- DOCUMENT SEGMENT
- Coat of arms
- Coordinates (Mykanów): 50°55′N 19°11′E﻿ / ﻿50.917°N 19.183°E
- Country: Poland
- Voivodeship: Silesian
- County: Częstochowa
- Seat: Mykanów

Government
- • Wójt: Dariusz Pomada (Ind.)

Area
- • Total: 140.64 km^{2} (54.30 sq mi)

Population (2019-06-30)
- • Total: 15,056
- • Density: 110/km^{2} (280/sq mi)
- Website: http://www.mykanow.pl

= Gmina Mykanów =

Gmina Mykanów is a rural gmina (administrative district) in Częstochowa County, Silesian Voivodeship, in southern Poland. Its seat is the village of Mykanów, which lies approximately 14 km north of Częstochowa and 76 km north of the regional capital Katowice.

- WHAT IS ASKED
- 1) In the Gmina Mykanów entry, roughly how far is the village of Mykanów from the regional capital Katowice, and in which direction?
- 2) Reproduce the stretch of the Gmina Mykanów entry from "- • Total: 15,056" through "regional capital Katowice.", word for word.

- SOURCE DATA
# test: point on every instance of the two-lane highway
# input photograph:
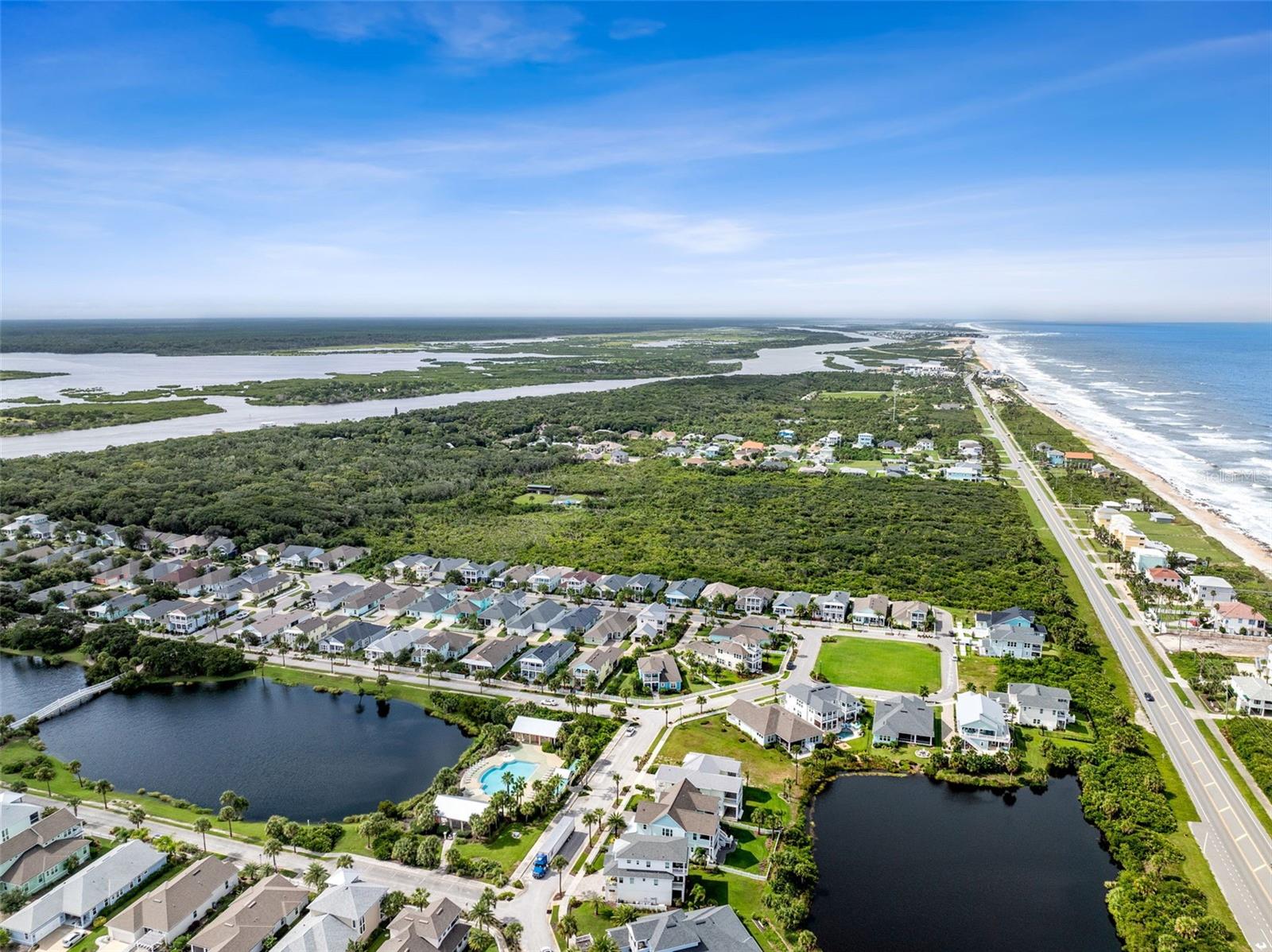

- ANSWERS IN ORDER
- 1) About 76 km north of Katowice.

- 2)
- • Total: 15,056
- • Density: 110/km^{2} (280/sq mi)
- Website: http://www.mykanow.pl

= Gmina Mykanów =

Gmina Mykanów is a rural gmina (administrative district) in Częstochowa County, Silesian Voivodeship, in southern Poland. Its seat is the village of Mykanów, which lies approximately 14 km north of Częstochowa and 76 km north of the regional capital Katowice.